*WHAT THE TASK REQUIRES*
Copy out each line of the data that contains "before".
SOURCE DATA below:
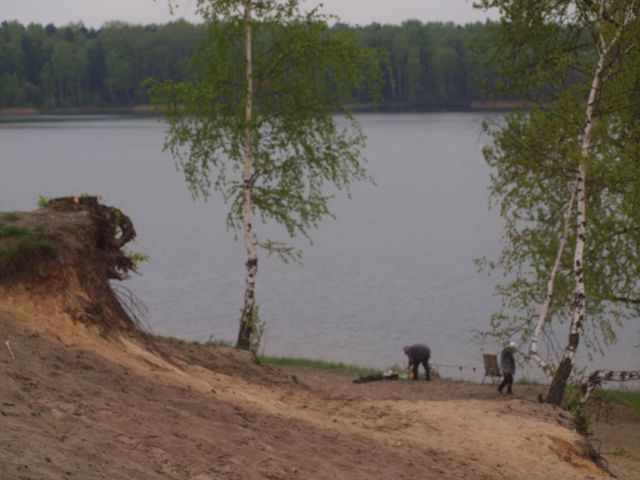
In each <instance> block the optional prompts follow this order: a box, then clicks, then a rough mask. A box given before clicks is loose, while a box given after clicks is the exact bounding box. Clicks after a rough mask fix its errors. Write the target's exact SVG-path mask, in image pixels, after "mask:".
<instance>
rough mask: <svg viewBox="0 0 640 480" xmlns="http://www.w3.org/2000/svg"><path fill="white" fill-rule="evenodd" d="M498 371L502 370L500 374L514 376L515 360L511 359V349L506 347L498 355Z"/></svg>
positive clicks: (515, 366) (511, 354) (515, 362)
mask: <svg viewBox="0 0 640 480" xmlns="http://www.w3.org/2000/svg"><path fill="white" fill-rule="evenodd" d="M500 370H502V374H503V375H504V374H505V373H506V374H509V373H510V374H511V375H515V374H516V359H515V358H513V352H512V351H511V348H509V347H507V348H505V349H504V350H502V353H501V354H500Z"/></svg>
End of SOURCE DATA.
SOURCE DATA below:
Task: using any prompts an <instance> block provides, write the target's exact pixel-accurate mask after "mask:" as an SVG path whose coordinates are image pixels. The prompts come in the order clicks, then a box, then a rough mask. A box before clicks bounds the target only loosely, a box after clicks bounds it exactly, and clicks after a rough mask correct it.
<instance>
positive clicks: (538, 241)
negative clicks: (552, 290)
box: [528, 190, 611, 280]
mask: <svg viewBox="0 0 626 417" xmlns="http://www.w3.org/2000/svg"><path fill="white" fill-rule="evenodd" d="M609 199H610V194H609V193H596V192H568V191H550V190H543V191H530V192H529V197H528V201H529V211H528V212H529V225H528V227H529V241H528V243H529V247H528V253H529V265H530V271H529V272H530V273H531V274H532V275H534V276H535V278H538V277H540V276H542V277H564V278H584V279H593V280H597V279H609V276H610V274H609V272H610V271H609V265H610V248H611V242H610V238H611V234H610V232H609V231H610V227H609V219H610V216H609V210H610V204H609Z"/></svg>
End of SOURCE DATA.
*TASK ANSWER*
In each <instance> block the optional prompts follow this order: a box, then clicks, then a rough mask. A box given before clicks is loose, while a box given after clicks is the exact bounding box. Clicks after a rough mask fix its errors. Write the target's exact SVG-path mask, in image pixels, after "mask:".
Task: using any prompts an <instance> block provides, write the target's exact pixel-accurate mask after "mask:" as an SVG path whose coordinates are image pixels. The prompts come in the order clicks, then a box, then a rough mask. A box before clicks bounds the target only loosely, a box after clicks bounds it exactly, and clicks after a rough mask correct it.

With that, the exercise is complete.